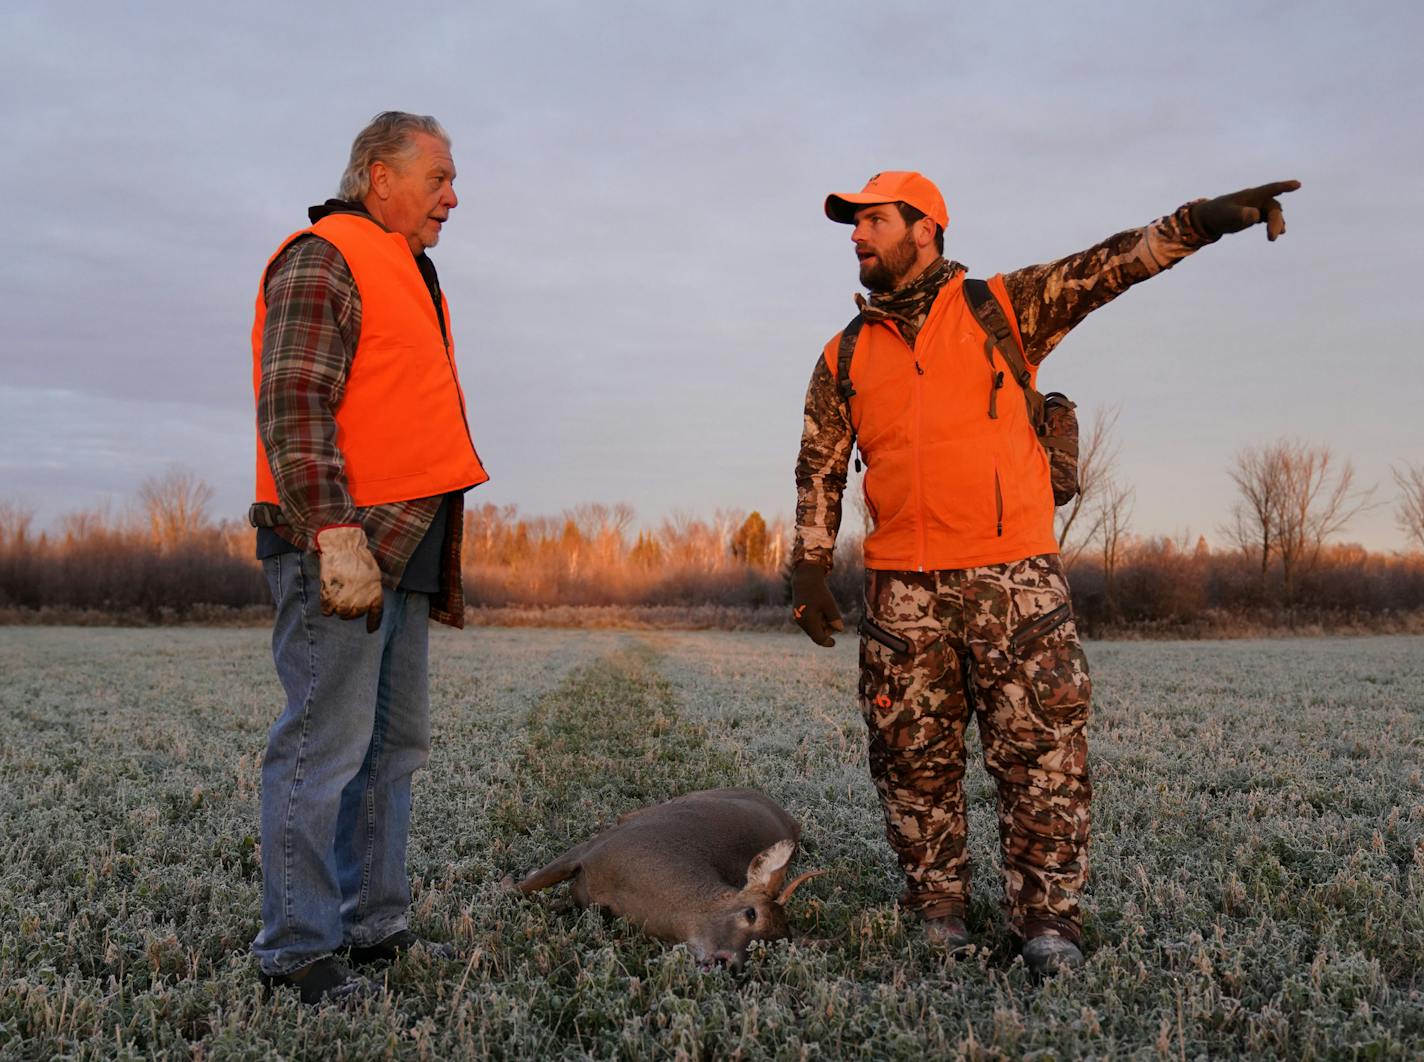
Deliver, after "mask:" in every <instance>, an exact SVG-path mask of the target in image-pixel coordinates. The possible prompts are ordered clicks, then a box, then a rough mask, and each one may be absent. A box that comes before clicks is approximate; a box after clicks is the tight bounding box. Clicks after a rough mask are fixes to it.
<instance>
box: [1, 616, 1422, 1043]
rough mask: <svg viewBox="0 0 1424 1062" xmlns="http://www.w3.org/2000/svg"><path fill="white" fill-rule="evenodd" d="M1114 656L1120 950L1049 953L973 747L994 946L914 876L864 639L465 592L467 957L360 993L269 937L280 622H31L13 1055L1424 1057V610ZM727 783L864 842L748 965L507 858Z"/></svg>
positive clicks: (21, 756) (1101, 688)
mask: <svg viewBox="0 0 1424 1062" xmlns="http://www.w3.org/2000/svg"><path fill="white" fill-rule="evenodd" d="M1089 656H1091V659H1092V662H1094V669H1095V671H1094V678H1095V686H1096V703H1095V716H1094V722H1092V756H1094V770H1095V784H1096V801H1095V806H1094V817H1095V823H1094V848H1092V881H1091V885H1089V895H1088V901H1087V913H1088V920H1087V927H1085V928H1087V945H1088V952H1089V957H1088V965H1087V968H1085V969H1084V971H1082V972H1081V974H1079V975H1077V977H1071V978H1064V979H1059V981H1055V982H1049V984H1047V985H1044V987H1034V985H1032V984H1030V979H1028V978H1027V977H1025V972H1024V968H1022V965H1021V964H1020V962H1018V961H1017V960H1015V957H1014V951H1012V947H1011V945H1010V942H1008V941H1007V938H1005V935H1004V932H1002V925H1001V921H1000V915H998V910H997V897H998V880H997V870H995V867H994V851H995V847H997V843H995V838H994V836H993V830H994V821H993V809H991V803H993V789H991V784H990V782H988V777H987V776H985V773H984V770H983V769H981V767H980V766H978V764H977V763H975V764H974V766H973V767H971V770H970V776H968V779H967V786H968V793H970V800H971V809H973V813H971V848H973V853H974V858H975V880H974V887H975V897H974V904H973V907H971V913H970V914H971V918H970V920H971V924H973V928H974V930H975V931H977V932H978V934H980V938H981V940H983V942H984V945H985V947H984V948H983V950H981V951H980V952H978V954H975V955H974V957H971V958H968V960H965V961H951V960H946V958H943V957H941V955H938V954H936V952H934V951H933V950H930V948H928V947H927V945H926V944H924V941H923V937H921V935H920V932H918V930H917V927H916V925H914V924H913V922H907V921H904V920H901V918H900V915H899V913H897V911H896V908H894V897H896V894H897V891H899V881H897V874H896V868H894V863H893V858H891V856H890V853H889V848H887V847H886V843H884V838H883V834H881V820H880V811H879V807H877V804H876V800H874V793H873V789H871V786H870V782H869V777H867V776H866V767H864V739H863V727H862V723H860V719H859V715H857V712H856V708H854V678H856V676H854V648H853V645H850V643H849V641H847V639H842V645H840V646H837V648H836V649H834V651H833V652H824V651H819V649H816V648H815V646H812V645H809V643H807V642H806V641H805V639H803V638H802V636H800V635H783V633H752V632H746V633H715V632H696V633H679V632H637V633H635V632H615V631H540V629H517V631H515V629H480V631H474V632H466V633H461V635H456V633H450V632H437V635H436V636H434V639H433V646H431V696H433V716H434V755H433V757H431V763H430V767H429V770H426V772H423V773H422V776H419V780H417V787H416V816H414V827H413V844H412V853H410V863H412V874H413V877H414V910H413V915H412V920H413V925H414V927H416V928H417V930H419V931H422V932H426V934H429V935H433V937H440V938H449V940H453V941H456V942H457V944H459V947H460V950H461V952H463V955H464V958H463V960H461V961H457V962H449V964H431V962H429V961H426V960H423V958H420V957H413V958H407V960H404V961H402V962H400V964H397V965H396V967H393V968H392V969H390V971H389V977H387V981H389V987H390V989H392V991H390V994H389V995H386V997H382V998H379V999H377V1001H375V1002H372V1004H369V1005H367V1006H366V1009H365V1011H360V1012H356V1014H346V1012H340V1011H309V1009H306V1008H302V1006H300V1005H299V1004H296V1002H295V999H292V998H286V997H278V998H275V999H273V1001H271V1002H262V999H261V992H259V989H258V982H256V974H255V967H253V962H252V960H251V958H249V957H248V954H246V945H248V941H249V940H251V938H252V935H253V934H255V931H256V917H258V893H259V871H258V853H256V800H258V777H259V760H261V753H262V747H263V743H265V736H266V726H268V723H269V722H271V717H272V715H273V713H275V710H276V706H278V700H279V689H278V686H276V680H275V678H273V675H272V668H271V661H269V658H268V646H266V636H265V633H263V632H256V631H242V629H235V631H198V629H147V631H114V629H54V628H0V783H3V786H4V800H3V803H0V1058H23V1059H30V1058H33V1059H48V1058H57V1056H67V1058H110V1056H127V1058H152V1056H174V1058H189V1056H201V1058H255V1056H273V1058H275V1056H286V1058H296V1056H316V1055H320V1056H340V1058H386V1056H394V1058H412V1059H416V1058H436V1059H439V1058H454V1056H481V1055H494V1056H517V1058H560V1056H585V1055H588V1056H600V1058H607V1056H617V1058H629V1059H632V1058H646V1056H685V1058H713V1056H715V1058H722V1056H728V1058H803V1056H819V1058H921V1056H926V1055H934V1056H956V1055H961V1056H968V1058H1004V1056H1007V1058H1075V1056H1099V1058H1158V1056H1168V1058H1205V1056H1210V1058H1220V1056H1232V1055H1255V1056H1286V1058H1418V1056H1420V1053H1421V1051H1424V1046H1421V1045H1424V972H1421V968H1424V782H1421V774H1424V639H1420V638H1405V636H1400V638H1374V639H1302V641H1270V642H1215V643H1213V642H1186V643H1129V642H1125V643H1098V645H1091V646H1089ZM975 755H977V752H975ZM719 784H750V786H758V787H760V789H763V790H765V792H768V793H770V794H772V796H773V797H776V799H778V800H780V801H782V803H783V804H785V806H786V807H787V809H789V810H790V811H792V813H793V814H795V816H796V817H797V819H800V821H802V824H803V827H805V840H803V846H802V853H800V854H799V856H797V861H796V864H795V866H796V867H799V868H807V867H816V866H820V867H829V868H830V871H832V873H829V874H826V876H824V877H820V878H816V880H813V881H810V883H809V884H806V885H805V887H803V888H802V890H800V891H799V893H797V897H796V901H793V911H792V920H793V925H795V928H796V931H797V937H796V940H795V941H792V942H779V944H775V945H769V947H758V948H755V950H753V954H752V957H750V960H749V962H748V967H746V969H745V971H743V972H740V974H732V972H725V971H718V972H712V974H702V972H698V969H696V967H695V964H693V961H692V960H691V957H689V955H688V952H686V951H685V950H684V948H668V947H665V945H661V944H658V942H655V941H649V940H646V938H644V937H642V935H641V934H638V932H637V931H634V930H631V928H629V927H628V925H627V924H624V922H619V921H617V920H611V918H604V917H601V915H600V914H598V913H592V911H587V913H584V911H578V910H577V908H574V907H571V905H570V903H568V901H567V900H565V898H564V895H562V890H561V888H560V890H554V891H551V893H547V894H541V895H538V897H533V898H521V897H517V895H511V894H508V893H507V891H504V890H501V887H500V881H501V878H504V877H506V876H507V874H514V876H518V874H523V873H525V871H528V870H531V868H534V867H538V866H540V864H543V863H544V861H545V860H547V858H550V857H551V856H554V854H557V853H558V851H561V850H562V848H564V847H565V846H568V844H570V843H572V841H575V840H581V838H582V837H585V836H588V834H590V833H591V831H594V830H595V829H598V827H600V826H602V824H607V823H609V821H611V820H612V819H614V817H617V816H618V814H619V813H622V811H627V810H629V809H632V807H637V806H639V804H645V803H651V801H655V800H661V799H665V797H668V796H674V794H676V793H681V792H686V790H691V789H701V787H708V786H719Z"/></svg>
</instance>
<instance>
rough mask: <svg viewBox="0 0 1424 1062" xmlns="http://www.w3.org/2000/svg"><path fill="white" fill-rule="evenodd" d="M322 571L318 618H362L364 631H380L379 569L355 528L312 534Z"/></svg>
mask: <svg viewBox="0 0 1424 1062" xmlns="http://www.w3.org/2000/svg"><path fill="white" fill-rule="evenodd" d="M316 554H318V562H319V564H320V568H322V615H325V616H330V615H337V616H340V618H342V619H356V618H359V616H362V615H365V616H366V629H367V631H370V632H375V631H377V629H379V628H380V568H379V567H376V558H375V557H373V555H372V552H370V547H367V545H366V532H365V531H363V530H362V528H359V527H326V528H322V530H320V531H318V532H316Z"/></svg>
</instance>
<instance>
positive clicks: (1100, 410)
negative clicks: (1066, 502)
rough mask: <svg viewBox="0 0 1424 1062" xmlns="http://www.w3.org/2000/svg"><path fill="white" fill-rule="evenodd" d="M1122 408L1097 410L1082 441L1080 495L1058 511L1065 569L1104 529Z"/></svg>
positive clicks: (1074, 561)
mask: <svg viewBox="0 0 1424 1062" xmlns="http://www.w3.org/2000/svg"><path fill="white" fill-rule="evenodd" d="M1121 411H1122V409H1121V407H1119V406H1105V407H1099V409H1096V410H1094V414H1092V420H1089V421H1088V430H1087V431H1084V433H1082V436H1081V437H1079V440H1078V495H1077V497H1075V498H1074V500H1072V501H1071V503H1068V505H1065V507H1064V508H1061V510H1058V512H1057V524H1058V552H1059V555H1061V557H1062V562H1064V567H1065V568H1069V569H1071V568H1072V565H1074V562H1075V561H1077V559H1078V558H1079V557H1081V555H1082V551H1084V550H1087V548H1088V545H1089V544H1091V542H1092V541H1094V538H1096V535H1098V532H1099V531H1101V528H1102V525H1101V522H1098V518H1099V517H1101V512H1102V510H1101V507H1099V505H1098V501H1099V495H1101V494H1102V491H1104V488H1105V485H1106V484H1108V483H1109V481H1111V480H1112V475H1114V471H1115V468H1116V464H1118V440H1116V438H1115V437H1114V430H1115V429H1116V426H1118V414H1119V413H1121ZM1079 517H1082V521H1079ZM1075 530H1077V532H1075Z"/></svg>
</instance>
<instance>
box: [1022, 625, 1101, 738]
mask: <svg viewBox="0 0 1424 1062" xmlns="http://www.w3.org/2000/svg"><path fill="white" fill-rule="evenodd" d="M1008 645H1010V655H1011V659H1012V668H1014V671H1015V672H1017V673H1018V676H1020V680H1021V683H1022V686H1024V689H1025V690H1027V692H1028V698H1030V700H1031V702H1032V705H1034V709H1035V710H1037V712H1038V715H1040V716H1041V717H1042V719H1044V720H1045V722H1049V723H1052V725H1055V726H1065V725H1067V726H1074V725H1081V723H1084V722H1085V720H1087V716H1088V703H1089V699H1091V696H1092V679H1089V676H1088V658H1087V655H1085V653H1084V651H1082V645H1081V643H1079V642H1078V628H1077V625H1075V624H1074V622H1072V605H1069V604H1068V602H1064V604H1062V605H1058V606H1057V608H1052V609H1049V611H1048V612H1044V614H1042V615H1040V616H1034V618H1032V619H1030V621H1027V622H1024V624H1020V626H1018V628H1015V631H1014V633H1012V635H1010V639H1008Z"/></svg>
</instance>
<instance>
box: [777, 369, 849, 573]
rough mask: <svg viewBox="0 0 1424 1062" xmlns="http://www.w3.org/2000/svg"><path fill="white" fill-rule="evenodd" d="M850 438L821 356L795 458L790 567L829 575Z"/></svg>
mask: <svg viewBox="0 0 1424 1062" xmlns="http://www.w3.org/2000/svg"><path fill="white" fill-rule="evenodd" d="M853 441H854V434H853V433H852V429H850V421H849V420H847V417H846V406H844V403H843V401H842V397H840V391H839V390H837V389H836V377H834V376H832V374H830V369H829V367H827V366H826V359H824V357H817V359H816V369H815V370H813V372H812V374H810V386H809V387H807V389H806V414H805V420H803V426H802V447H800V454H799V456H797V457H796V544H795V545H793V547H792V564H793V565H795V564H800V562H802V561H813V562H815V564H819V565H820V567H822V568H824V569H826V571H830V558H832V554H833V552H834V550H836V532H837V531H840V500H842V495H843V494H844V493H846V466H847V464H850V450H852V444H853Z"/></svg>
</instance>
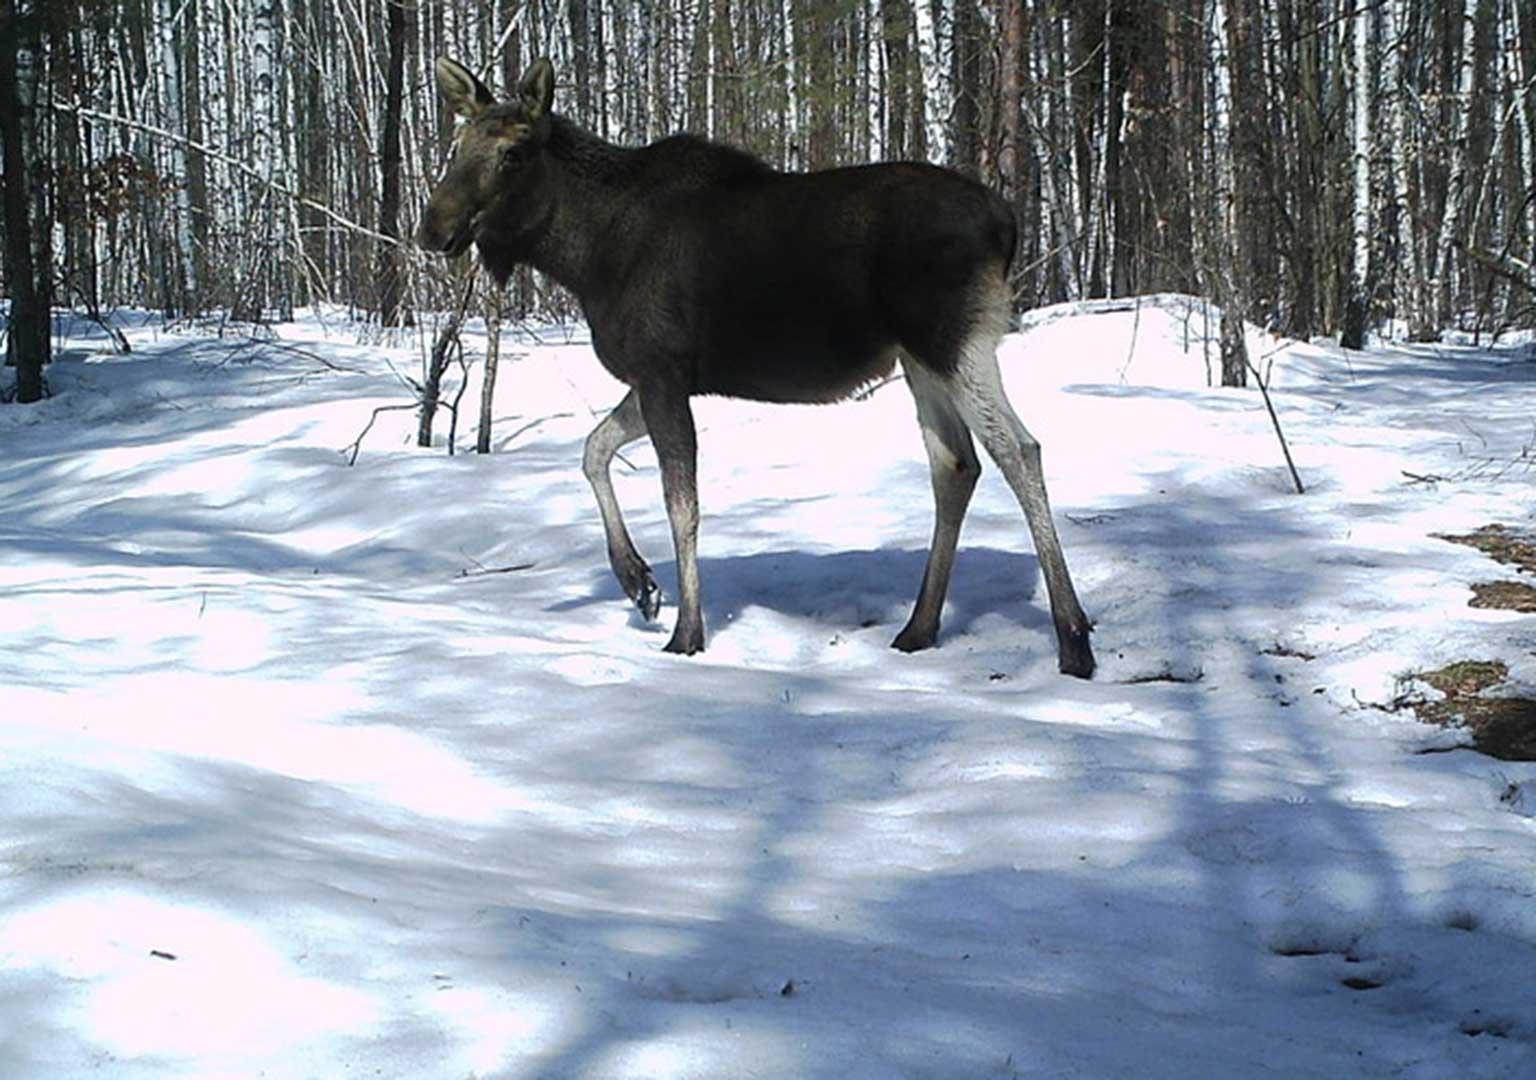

**ASSIGNED TASK:**
Nothing should appear in the reply except the lines from the start of the listing above through the line with "656L1120 950L1049 953L973", repeated exactly and free of pictures.

**FINISHED TASK:**
Deliver, after "mask:" in every <instance>, an exact SVG-path mask of the target in image-pixel coordinates. The possible prompts are ordered clicks, then a box, then a rough mask, and each one may be absent. A box that comes before clicks is approximate; a box after clicks is the tight bounding box. Clicks after a rough mask are fixes to it.
<instance>
box: [1, 616, 1422, 1043]
rough mask: <svg viewBox="0 0 1424 1062" xmlns="http://www.w3.org/2000/svg"><path fill="white" fill-rule="evenodd" d="M1114 656L1120 950L1049 953L973 747L994 946L914 876L864 639L465 592L467 957L360 993L269 937L280 622H31L13 1055L1424 1057V610ZM727 783L864 842L748 965L507 858Z"/></svg>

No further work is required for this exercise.